» Work instruction
Copy nothing but the lines below running from the line containing "In this exercise you will indicate the flower bud" through the line containing "In this exercise you will indicate the bokeh", both end lines included.

» Dataset records
⁂

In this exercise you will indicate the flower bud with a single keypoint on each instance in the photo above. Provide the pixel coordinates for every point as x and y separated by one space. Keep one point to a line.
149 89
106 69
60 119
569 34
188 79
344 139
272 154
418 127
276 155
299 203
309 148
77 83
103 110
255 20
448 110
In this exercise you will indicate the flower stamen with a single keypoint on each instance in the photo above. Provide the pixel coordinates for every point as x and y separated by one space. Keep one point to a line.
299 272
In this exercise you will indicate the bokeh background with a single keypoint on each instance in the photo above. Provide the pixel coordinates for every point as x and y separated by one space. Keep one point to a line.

⁂

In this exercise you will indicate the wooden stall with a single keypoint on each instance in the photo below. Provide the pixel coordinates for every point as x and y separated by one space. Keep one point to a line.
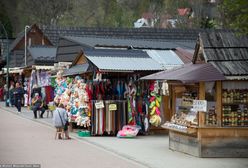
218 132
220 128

⁂

» Output for this task
In this exercise you will indicate the flower bud with a single keypoint on each instance in the photo above. Provide the pixel coordinates for every point as x and y separated by one space. Keep one point to a line.
149 89
106 69
60 119
569 34
188 79
344 139
272 154
418 127
276 155
299 203
309 148
77 83
103 110
255 20
448 110
In this exercise you will indicate the flower stamen with a single keypoint on each instance in the photo above. Provide the pixel coordinates for every point as x and y separated by one space. Keep one point to a line.
299 272
In this exercise you will indicate the bokeh background with a single keypoint on each instance in the photo above. Provide the pixel coordinates for every point as x and y separated by one space. Keep one point to a line.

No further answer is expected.